Data to use Block Start

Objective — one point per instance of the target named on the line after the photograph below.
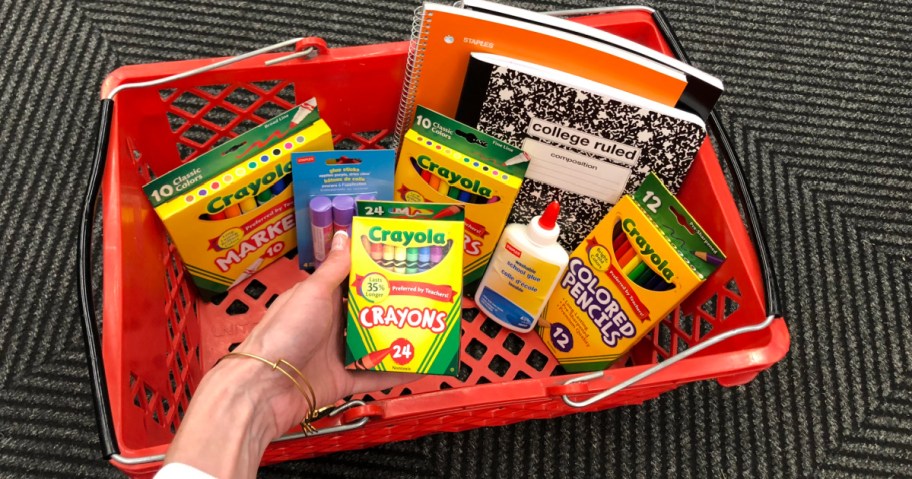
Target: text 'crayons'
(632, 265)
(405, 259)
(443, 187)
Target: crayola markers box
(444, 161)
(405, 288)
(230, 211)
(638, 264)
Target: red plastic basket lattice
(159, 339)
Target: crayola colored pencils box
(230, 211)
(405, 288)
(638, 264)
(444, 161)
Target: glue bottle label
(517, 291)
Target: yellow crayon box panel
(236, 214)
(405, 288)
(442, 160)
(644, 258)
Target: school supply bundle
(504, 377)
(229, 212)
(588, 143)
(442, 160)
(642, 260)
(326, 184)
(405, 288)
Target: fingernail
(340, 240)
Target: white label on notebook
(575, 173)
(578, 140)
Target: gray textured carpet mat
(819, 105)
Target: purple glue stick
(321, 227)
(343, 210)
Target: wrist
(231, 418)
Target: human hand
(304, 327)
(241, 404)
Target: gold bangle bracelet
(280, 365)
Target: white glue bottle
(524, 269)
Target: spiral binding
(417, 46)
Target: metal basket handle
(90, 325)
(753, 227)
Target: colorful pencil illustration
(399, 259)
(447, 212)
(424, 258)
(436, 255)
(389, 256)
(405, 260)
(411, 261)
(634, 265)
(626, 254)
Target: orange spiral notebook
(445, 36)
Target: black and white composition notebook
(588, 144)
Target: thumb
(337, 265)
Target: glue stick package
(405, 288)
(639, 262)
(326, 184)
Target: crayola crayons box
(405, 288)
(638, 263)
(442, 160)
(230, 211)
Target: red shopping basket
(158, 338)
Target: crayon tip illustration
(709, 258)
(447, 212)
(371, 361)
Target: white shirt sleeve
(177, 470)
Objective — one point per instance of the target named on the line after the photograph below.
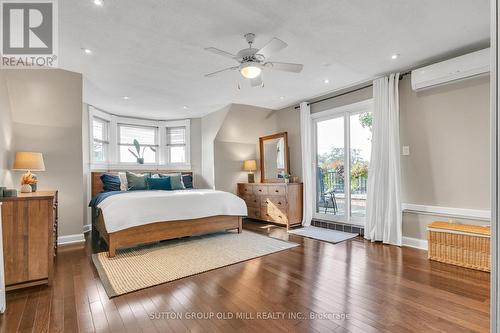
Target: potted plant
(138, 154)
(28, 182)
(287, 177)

Data to use Block End
Data to use Block Start

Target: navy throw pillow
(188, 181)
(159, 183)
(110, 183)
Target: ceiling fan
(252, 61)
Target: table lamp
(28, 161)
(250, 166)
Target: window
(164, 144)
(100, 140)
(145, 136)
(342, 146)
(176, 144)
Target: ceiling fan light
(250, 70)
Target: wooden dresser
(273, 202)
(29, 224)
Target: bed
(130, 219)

Data to use Block End
Data to use Block Start

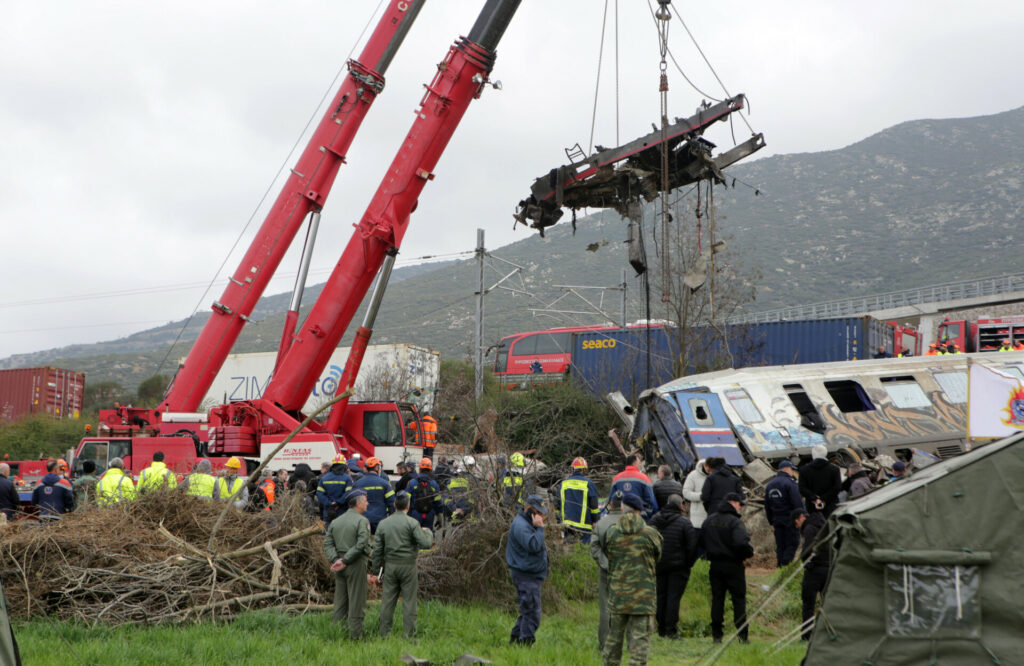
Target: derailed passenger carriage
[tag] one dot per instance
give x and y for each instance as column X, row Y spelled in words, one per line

Data to use Block End

## [Your goal]
Copy out, from the listing above, every line that contains the word "instance".

## [Final answer]
Objective — one point per instance of the target named on the line after the photograph below.
Objective — one point per instance of the target named on the line after the photograph below.
[tag] one dot per instance
give x and y for each instance as column X, row Y spelled in words, one per line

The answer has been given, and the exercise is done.